* [Instruction]
Put every line of the data below into a JSON list of strings, with one string per line and any blank lines left out.

* [Material for this exercise]
===============

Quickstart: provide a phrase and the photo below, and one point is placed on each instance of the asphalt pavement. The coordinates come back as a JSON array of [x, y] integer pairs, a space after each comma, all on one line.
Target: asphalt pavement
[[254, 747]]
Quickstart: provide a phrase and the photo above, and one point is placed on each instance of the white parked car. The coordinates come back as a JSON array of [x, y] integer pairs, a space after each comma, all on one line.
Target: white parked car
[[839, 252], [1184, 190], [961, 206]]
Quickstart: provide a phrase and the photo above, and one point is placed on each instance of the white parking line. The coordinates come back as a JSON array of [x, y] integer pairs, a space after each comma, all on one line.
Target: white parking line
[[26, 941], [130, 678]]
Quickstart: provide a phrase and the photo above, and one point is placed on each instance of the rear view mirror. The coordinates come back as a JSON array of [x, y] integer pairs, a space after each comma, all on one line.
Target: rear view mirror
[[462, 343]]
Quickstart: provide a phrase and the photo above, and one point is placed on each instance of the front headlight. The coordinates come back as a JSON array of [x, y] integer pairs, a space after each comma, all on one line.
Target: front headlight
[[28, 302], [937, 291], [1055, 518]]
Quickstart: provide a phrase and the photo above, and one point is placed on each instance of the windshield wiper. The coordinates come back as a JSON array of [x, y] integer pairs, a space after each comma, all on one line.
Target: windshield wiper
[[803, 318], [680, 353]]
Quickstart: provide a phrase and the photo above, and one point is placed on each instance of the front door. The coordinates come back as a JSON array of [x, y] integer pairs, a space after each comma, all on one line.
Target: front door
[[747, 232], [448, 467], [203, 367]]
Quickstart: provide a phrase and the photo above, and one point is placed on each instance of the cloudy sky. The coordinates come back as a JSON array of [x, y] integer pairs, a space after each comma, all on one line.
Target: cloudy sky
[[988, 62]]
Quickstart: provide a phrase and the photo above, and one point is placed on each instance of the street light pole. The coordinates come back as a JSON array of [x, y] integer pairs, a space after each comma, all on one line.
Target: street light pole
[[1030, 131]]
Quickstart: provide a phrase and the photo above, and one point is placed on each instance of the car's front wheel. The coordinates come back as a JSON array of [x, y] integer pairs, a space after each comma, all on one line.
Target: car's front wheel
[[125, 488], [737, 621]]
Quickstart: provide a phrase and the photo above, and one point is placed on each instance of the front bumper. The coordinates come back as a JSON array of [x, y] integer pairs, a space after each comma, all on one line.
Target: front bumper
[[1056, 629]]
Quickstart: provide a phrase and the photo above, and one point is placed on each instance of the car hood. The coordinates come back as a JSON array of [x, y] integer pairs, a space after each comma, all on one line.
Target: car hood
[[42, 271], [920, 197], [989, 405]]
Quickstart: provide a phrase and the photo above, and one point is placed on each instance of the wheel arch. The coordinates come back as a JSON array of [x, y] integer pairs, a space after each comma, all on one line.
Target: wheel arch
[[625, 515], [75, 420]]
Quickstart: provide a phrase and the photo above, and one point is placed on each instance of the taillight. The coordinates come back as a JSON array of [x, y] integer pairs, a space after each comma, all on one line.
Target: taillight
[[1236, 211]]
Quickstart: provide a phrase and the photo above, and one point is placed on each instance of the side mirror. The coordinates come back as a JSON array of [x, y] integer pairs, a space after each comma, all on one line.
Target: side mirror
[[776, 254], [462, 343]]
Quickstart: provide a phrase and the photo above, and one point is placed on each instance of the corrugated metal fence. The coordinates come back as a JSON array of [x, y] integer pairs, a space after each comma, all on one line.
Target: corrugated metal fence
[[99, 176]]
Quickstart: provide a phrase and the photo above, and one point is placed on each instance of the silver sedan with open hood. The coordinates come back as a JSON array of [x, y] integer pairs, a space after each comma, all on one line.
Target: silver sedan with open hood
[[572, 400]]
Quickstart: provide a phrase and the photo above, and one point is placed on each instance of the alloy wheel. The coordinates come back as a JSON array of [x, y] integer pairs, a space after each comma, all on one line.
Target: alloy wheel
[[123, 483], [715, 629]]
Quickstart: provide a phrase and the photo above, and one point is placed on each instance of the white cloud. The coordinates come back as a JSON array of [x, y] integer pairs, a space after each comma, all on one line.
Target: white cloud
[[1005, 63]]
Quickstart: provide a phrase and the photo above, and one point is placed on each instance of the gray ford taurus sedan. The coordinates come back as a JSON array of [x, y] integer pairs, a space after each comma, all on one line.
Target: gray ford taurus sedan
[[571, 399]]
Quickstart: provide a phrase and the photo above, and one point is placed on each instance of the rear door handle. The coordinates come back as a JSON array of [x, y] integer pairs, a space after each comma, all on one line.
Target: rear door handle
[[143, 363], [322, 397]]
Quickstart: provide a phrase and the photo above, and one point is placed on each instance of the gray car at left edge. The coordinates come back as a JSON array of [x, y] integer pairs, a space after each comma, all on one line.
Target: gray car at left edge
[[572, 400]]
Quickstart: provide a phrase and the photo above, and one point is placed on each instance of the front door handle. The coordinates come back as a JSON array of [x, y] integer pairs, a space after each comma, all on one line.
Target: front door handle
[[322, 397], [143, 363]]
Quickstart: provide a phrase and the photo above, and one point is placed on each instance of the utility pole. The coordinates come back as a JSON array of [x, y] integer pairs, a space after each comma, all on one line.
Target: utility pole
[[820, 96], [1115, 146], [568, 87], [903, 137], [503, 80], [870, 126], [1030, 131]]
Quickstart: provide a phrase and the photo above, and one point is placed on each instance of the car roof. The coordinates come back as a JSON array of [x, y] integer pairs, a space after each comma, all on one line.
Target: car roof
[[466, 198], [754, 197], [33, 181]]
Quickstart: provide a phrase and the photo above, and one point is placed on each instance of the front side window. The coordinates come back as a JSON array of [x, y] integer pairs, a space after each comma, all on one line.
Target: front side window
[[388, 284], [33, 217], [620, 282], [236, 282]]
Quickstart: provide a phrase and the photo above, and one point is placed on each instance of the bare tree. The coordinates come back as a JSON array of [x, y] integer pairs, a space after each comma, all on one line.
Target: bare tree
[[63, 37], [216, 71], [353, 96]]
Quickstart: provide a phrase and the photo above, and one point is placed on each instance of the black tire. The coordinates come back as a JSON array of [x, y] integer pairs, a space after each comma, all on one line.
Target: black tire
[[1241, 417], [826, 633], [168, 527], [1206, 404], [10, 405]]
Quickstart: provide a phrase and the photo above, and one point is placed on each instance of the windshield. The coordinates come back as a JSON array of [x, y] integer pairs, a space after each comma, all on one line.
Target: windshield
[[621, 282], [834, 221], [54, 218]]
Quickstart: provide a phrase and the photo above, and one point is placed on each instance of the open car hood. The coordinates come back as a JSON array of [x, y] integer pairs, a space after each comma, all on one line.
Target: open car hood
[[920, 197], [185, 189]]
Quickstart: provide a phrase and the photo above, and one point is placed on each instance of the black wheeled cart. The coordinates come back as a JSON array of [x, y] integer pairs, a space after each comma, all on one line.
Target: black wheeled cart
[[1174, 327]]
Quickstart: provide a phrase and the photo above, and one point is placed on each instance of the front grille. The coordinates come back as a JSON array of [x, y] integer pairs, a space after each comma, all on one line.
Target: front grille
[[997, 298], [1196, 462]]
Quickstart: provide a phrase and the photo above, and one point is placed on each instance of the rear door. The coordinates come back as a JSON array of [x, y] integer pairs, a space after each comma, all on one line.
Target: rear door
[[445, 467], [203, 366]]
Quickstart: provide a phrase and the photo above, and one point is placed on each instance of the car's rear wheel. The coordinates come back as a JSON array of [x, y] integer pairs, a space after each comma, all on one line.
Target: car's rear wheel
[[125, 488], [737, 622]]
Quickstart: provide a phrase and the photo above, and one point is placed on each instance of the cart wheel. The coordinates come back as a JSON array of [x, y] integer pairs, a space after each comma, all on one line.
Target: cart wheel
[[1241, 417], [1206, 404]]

===============

* [Full answer]
[
  "Quickstart: provide a phrase and the photo below, and one point is placed on each instance of the asphalt pavement. The coordinates come back as a JSON array of [x, y] integer pairs, a space after each comma, all on one line.",
  "Target: asphalt pavement",
  "[[254, 747]]",
  "Quickstart: provide a phrase and the photo above, and one point is placed on each instance of the white parked car. The coordinates come back as a JSON array of [x, y] integer pairs, a space after each comma, all on one line.",
  "Target: white parked car",
  "[[839, 252], [1184, 190], [961, 206]]",
  "Quickstart: provide a phrase and the photo above, and one point is placed on each instance of the white parking line. The coordinates come back as a JSON array of [x, y] integer pairs, a space after each comma, all on one line.",
  "Target: white parking line",
  "[[26, 941], [130, 678]]",
  "Quickstart: provide a phrase and the photo above, and one point is placed on each instance of the rear view mirror. The coordinates come back as a JSON array of [x, y] integer pairs, a space after each comma, all on one line.",
  "Target: rear view mirror",
  "[[462, 343]]",
  "Quickstart: provide a phrase and the photo above, and one point is placed on each instance of the front headlight. The coordinates come back as a JSON array of [x, y] integer pairs, a space after each comma, all on one line.",
  "Target: front headlight",
  "[[28, 302], [937, 291], [1055, 518]]",
  "Quickstart: provide a phrase and the photo above, and one point is placed on each instance of the windshield wiper. The coordinates come back as a JSON array of [x, y] integer pairs, a space after each comma, all on one line.",
  "Target: windshield wiper",
  "[[803, 318], [680, 353]]",
  "Quickstart: provide a phrase and the photo above, and one point is placed on each instance of the front door. The coordinates come back as a JSON array of [x, y] integer pairs, a space after each comma, all on one line.",
  "Target: front door",
  "[[747, 232], [448, 467], [203, 367]]",
  "Quickstart: provide a phrase and the photo above, and one point is placed on each instance of the cloudy sky. The coordinates come back as a JSON array of [x, y] integer pairs, a space after each comma, all on one line.",
  "Target: cloudy sky",
  "[[988, 62]]",
  "Quickstart: provide a phrase and the photo above, and one point is placed on each instance of the street light pole. The coordinates come back as a JSON array of [x, y] integer pairs, a space after each comma, all on one line.",
  "Target: street light pole",
  "[[1030, 131]]",
  "Quickstart: provide a phrase and the photo above, and one point is placed on each instance of the car's front wheel. The coordinates come back as a JSON array of [x, y] integer pairs, a space after each comma, all on one line.",
  "Target: car's front wheel",
  "[[125, 488], [737, 621]]",
  "Quickstart: provide a phrase and the photo above, and one point is placed on each instance of the front bumper. The coordinates come back as a JSON array of [x, y] integer pairs, a space after each comma, all on one line.",
  "Target: front bumper",
  "[[1056, 629]]",
  "Quickstart: provide a phrase and the photo above, and one point is placed on each instance of the car hood. The coordinates come back as a JSON array of [x, y] integer pairs, a space after each comma, all on one line.",
  "Target: car hood",
  "[[42, 271], [920, 197], [989, 405]]",
  "Quickstart: provide a phrase and the photo above, and one point is placed on each instance of the wheel arch. The coordinates come back as a JSON array of [x, y] integer pairs, a space after each comma, all on one line.",
  "Target: wheel arch",
  "[[625, 515], [75, 420]]",
  "Quickstart: provide a phrase and the photo above, and one point is placed on each instance of the taillight. The coordinates come back as a JSON array of [x, y] integer pairs, a space after each comma, all on one line.",
  "Target: taillight",
  "[[1236, 211]]",
  "Quickstart: provide a phrase and the photo above, and one point is placed on each instance of the side mirror. The coordinates come back as a JSON array of [x, y] integer pairs, a space after each comma, all on one line.",
  "Target: side mirror",
  "[[776, 254], [462, 343]]",
  "Quickstart: provide a phrase and the photo above, and one point is placed on each instance of the corrugated metal fence. The coordinates come back as a JSON array of [x, y] integer pairs, a space after each comma, all on one line.",
  "Target: corrugated metal fence",
  "[[99, 176]]",
  "Quickstart: provide a phrase and the photo above, and one point is placed on each instance of the silver sedan with open hood. The coordinates come back as a JSON array of [x, y] integer pairs, a space after each comma, all on one line.",
  "Target: silver sedan with open hood",
  "[[572, 400]]",
  "Quickstart: provide a phrase and the photo above, and one point is placed on each instance of the alloy wheel. The coordinates come back as a JSON array of [x, y] integer pairs, a space after each comma, all on one line.",
  "Target: alloy wheel",
  "[[123, 483], [715, 629]]",
  "Quickstart: provide a phrase and the photo above, and one point is placed on each instance of the white cloud. The coordinates come back as a JSON array of [x, y] integer pairs, a space after each comma, all on one line.",
  "Target: white cloud",
  "[[1005, 63]]",
  "Quickstart: provide a phrase and the photo above, and one point is placed on each instance of the gray ford taurus sedan. The coordinates come back as a JSON array of [x, y] integer pairs, a space after each comma, all on one line.",
  "Target: gray ford taurus sedan",
  "[[571, 399]]",
  "Quickstart: provide a phrase and the photo above, and one point is placed on each instance of the rear door handle. The coordinates come back as a JSON array of [x, y] integer pairs, a space after each comma, all on one line.",
  "Target: rear door handle",
  "[[143, 363], [322, 397]]",
  "Quickstart: provide a phrase and the photo above, and one point is placed on each instance of the gray car at left edge. The coordinates come back as a JSON array of [x, y] integer pairs, a space after each comma, all on one line.",
  "Target: gray car at left edge",
  "[[572, 400]]",
  "Quickstart: provide a phrase and the photo above, and one point is placed on each instance of the front door handle. The coordinates come back as a JSON array of [x, y] integer pairs, a space after each comma, all on one line.",
  "Target: front door handle",
  "[[322, 397], [143, 363]]",
  "Quickstart: provide a phrase and the photo above, and one point is placed on each instance of the utility pole. The coordinates come back as a JSON array of [x, y] integer pairs, a space after each comma, all on one line.",
  "Target: utility pole",
  "[[820, 96], [1115, 146], [568, 87], [903, 137], [503, 80], [870, 126], [1030, 131]]",
  "Quickstart: provide a phrase and the photo above, and one point is placed on each instance of the car roof. The coordinates come back as a JSON array of [x, y] integer pairs, a space after each comma, all on one line.",
  "Target: car roof",
  "[[466, 198], [754, 197], [33, 181]]",
  "Quickstart: provide a phrase and the photo above, and one point is placed on each instance of the front side window. The coordinates come back as a JSON array of [x, y] integer pairs, a space after each comma, all on one line.",
  "Target: front side window",
  "[[388, 284], [33, 217], [620, 282], [236, 282]]",
  "Quickstart: provide a phrase and the photo above, and one point is placed on each instance of the bare tree. The coordinates come back as a JSON array of [x, y] integer pairs, a space after each comma, all on one line.",
  "Target: bare tree",
  "[[63, 37], [216, 71], [353, 96]]",
  "Quickstart: provide a phrase and the photo above, and one point is placed on each instance of the black tire. The coordinates come back as a JSON array of [x, y] integer pairs, a space after each comma, all on one line.",
  "Target: black tire",
  "[[1241, 417], [826, 633], [168, 527], [1206, 404], [10, 405]]",
  "Quickstart: provide a phrase and the photo above, and one point is placed on each instance of the windshield. The coordinates come back as a JSON array of [x, y] integer pairs, a space after each comma, all on one line.",
  "Target: windshield",
  "[[621, 282], [834, 221], [54, 218]]",
  "Quickstart: provide a phrase and the photo above, and one point is placed on each instance of the open car hood. The coordinates come back as a JSON array of [x, y] integer pairs, a space after each comma, all on one line.",
  "Target: open car hood",
  "[[920, 197], [185, 189]]",
  "Quickstart: provide a phrase and the photo above, and one point is placed on each instance of the black wheeled cart. The coordinates come back as a JSON array of [x, y] integer pairs, a space after each comma, all on one line.",
  "Target: black wheeled cart",
  "[[1174, 327]]",
  "Quickstart: provide a phrase and the photo above, and one point is placed on each instance of the front grille. The coordinates come back as a JSON array of [x, y] integer pairs, a space after each comma, all on one line.",
  "Target: front grille",
  "[[997, 298], [1196, 462]]",
  "Quickstart: provide a phrase and the photo above, and one point is placed on each instance of the rear door. The coordinates come back as a JSON array of [x, y] integer pairs, a space after each comma, all on one line.",
  "Target: rear door",
  "[[445, 467], [203, 366]]",
  "Quickstart: provide a phrase and the photo above, and one point is placed on each instance of the car's rear wheel. The coordinates come back as a JSON array of [x, y] integer pairs, a space after each comma, all on one line.",
  "Target: car's rear wheel",
  "[[125, 488], [737, 622]]",
  "Quickstart: provide a phrase and the photo above, and one point is placed on each instance of the cart wheel. The coordinates come back as a JSON array of [x, y] integer pairs, a space after each comma, all on one line.",
  "Target: cart wheel",
  "[[1241, 417], [1206, 404]]"
]